> [Что нужно сделать] Напечатайте, пожалуйста, дословно отрывок из текста о еврейской эмиграции в Берлине: от слов «Как в доме немецкой» до слов «эпидемий и педикулеза181.» включительно.

Как в доме немецкой хозяйки.
В лесу ни соринки, ни тряпки179.
Вернемся, однако, к суровой прозе. В Берлине, где проживало большинство восточноевропейских евреев, существовали районы их компактного расселения. Состоятельные представители русско-еврейской эмиграции селились в западном и северном Берлине, особенно типичным для русско-еврейской эмиграции считался район Шарлоттенбург. Большинство же бедного населения было сосредоточено в районе Шойненфиртель на северо-востоке Берлина. Жилищные условия были гораздо хуже, чем в среднем по городу: по данным инспекции района, проведенной в 1925 году, на один гектар площади в Шойненфиртеле приходилось 1477 жителей (в среднем по Берлину – 296), 8,5 % всех квартир представляли собой чердачные помещения180. В условиях скученности и антисанитарии в Шойненфиртеле население страдало от эпидемий и педикулеза181.

> [Записанные данные]

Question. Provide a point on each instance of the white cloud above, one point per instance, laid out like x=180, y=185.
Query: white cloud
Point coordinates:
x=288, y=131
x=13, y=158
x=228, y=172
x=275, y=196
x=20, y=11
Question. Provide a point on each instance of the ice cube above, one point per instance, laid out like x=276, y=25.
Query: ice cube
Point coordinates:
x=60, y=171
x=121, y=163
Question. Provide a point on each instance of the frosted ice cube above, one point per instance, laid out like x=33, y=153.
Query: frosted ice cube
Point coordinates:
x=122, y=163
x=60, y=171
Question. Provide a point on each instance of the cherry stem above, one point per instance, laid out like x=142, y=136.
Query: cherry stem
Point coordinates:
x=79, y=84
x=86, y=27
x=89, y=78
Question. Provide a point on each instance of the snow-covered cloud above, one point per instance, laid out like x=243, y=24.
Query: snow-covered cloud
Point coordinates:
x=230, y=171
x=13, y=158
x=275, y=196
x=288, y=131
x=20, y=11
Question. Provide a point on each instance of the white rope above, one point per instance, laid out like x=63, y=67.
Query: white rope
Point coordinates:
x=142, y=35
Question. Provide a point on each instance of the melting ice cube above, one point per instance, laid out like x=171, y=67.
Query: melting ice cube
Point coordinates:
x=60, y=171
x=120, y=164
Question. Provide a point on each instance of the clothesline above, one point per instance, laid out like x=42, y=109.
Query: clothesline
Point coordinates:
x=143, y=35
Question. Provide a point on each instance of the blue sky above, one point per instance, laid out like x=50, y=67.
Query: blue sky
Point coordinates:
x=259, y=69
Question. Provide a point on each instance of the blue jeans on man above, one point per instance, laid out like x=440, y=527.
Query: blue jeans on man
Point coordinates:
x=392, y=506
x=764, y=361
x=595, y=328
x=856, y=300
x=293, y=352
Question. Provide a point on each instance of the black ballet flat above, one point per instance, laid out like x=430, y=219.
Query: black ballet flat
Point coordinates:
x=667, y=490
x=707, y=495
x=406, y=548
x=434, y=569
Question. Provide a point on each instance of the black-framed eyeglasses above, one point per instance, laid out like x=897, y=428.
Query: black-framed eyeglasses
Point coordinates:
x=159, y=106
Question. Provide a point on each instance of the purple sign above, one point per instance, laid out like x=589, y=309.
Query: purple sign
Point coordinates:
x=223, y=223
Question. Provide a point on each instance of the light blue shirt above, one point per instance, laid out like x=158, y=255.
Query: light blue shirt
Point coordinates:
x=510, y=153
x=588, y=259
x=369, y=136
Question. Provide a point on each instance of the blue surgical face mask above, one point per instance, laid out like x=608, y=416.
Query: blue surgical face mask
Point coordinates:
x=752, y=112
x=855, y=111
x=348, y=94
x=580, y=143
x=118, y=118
==
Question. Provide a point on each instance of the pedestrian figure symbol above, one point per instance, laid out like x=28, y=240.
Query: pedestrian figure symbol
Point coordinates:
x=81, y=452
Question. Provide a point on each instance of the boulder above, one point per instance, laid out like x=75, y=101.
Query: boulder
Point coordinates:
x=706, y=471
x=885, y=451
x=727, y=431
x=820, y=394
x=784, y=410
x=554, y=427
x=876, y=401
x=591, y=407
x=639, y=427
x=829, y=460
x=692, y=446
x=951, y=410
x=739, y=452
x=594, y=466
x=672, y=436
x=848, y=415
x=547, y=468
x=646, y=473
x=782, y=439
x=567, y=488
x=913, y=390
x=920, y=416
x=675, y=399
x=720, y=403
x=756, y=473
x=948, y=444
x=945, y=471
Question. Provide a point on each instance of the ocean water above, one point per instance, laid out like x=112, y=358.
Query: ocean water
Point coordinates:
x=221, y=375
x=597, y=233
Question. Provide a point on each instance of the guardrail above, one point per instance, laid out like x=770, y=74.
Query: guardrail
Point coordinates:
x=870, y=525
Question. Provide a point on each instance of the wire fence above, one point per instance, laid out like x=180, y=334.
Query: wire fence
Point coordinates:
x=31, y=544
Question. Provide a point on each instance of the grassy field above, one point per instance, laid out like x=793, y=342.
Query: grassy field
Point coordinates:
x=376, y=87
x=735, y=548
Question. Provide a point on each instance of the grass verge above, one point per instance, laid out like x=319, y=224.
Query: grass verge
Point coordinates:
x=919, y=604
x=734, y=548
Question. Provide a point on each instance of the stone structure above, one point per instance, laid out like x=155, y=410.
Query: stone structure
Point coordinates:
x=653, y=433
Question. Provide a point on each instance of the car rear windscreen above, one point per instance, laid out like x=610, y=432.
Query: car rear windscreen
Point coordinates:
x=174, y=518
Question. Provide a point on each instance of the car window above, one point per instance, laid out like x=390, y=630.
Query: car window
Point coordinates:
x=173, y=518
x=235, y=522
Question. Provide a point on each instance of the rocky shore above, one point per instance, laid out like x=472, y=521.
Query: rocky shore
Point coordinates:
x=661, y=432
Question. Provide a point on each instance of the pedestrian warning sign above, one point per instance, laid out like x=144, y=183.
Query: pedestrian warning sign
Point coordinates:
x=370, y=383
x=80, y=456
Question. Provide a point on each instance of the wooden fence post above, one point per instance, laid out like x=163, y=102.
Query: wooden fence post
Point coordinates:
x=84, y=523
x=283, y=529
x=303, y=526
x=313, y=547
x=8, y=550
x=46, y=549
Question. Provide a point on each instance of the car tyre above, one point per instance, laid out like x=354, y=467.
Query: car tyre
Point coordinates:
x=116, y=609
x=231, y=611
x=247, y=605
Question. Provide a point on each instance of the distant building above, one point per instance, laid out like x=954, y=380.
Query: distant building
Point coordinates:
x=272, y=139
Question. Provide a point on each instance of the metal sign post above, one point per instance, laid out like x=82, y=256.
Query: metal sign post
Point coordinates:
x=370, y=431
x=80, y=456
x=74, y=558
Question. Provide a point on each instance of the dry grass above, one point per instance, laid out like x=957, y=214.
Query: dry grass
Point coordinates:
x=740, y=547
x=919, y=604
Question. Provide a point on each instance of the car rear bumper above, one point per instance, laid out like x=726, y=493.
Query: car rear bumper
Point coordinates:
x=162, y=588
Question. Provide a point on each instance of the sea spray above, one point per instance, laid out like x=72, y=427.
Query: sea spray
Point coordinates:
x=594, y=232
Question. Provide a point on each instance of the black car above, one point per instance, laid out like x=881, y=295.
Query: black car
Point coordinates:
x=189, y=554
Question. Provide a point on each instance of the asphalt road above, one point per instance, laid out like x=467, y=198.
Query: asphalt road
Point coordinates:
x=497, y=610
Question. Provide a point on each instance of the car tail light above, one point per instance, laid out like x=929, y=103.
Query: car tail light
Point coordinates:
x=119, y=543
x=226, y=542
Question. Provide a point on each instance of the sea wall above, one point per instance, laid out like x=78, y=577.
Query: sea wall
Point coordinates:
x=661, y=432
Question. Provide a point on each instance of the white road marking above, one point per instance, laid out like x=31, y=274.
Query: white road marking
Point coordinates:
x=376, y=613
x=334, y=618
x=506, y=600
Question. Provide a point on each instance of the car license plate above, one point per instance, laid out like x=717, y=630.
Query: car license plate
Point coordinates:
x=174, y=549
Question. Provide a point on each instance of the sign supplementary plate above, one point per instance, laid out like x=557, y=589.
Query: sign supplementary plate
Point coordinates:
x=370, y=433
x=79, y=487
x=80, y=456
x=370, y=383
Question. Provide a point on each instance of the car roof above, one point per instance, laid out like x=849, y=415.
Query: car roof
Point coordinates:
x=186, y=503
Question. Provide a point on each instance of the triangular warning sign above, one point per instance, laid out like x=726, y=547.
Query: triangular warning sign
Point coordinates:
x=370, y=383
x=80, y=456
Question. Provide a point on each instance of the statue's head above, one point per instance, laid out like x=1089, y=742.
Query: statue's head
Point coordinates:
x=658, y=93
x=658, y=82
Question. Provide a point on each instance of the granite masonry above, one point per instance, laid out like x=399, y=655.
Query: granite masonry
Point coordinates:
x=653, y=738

> [Место для ответа]
Как в доме немецкой хозяйки.
В лесу ни соринки, ни тряпки179.
Вернемся, однако, к суровой прозе. В Берлине, где проживало большинство восточноевропейских евреев, существовали районы их компактного расселения. Состоятельные представители русско-еврейской эмиграции селились в западном и северном Берлине, особенно типичным для русско-еврейской эмиграции считался район Шарлоттенбург. Большинство же бедного населения было сосредоточено в районе Шойненфиртель на северо-востоке Берлина. Жилищные условия были гораздо хуже, чем в среднем по городу: по данным инспекции района, проведенной в 1925 году, на один гектар площади в Шойненфиртеле приходилось 1477 жителей (в среднем по Берлину – 296), 8,5 % всех квартир представляли собой чердачные помещения180. В условиях скученности и антисанитарии в Шойненфиртеле население страдало от эпидемий и педикулеза181.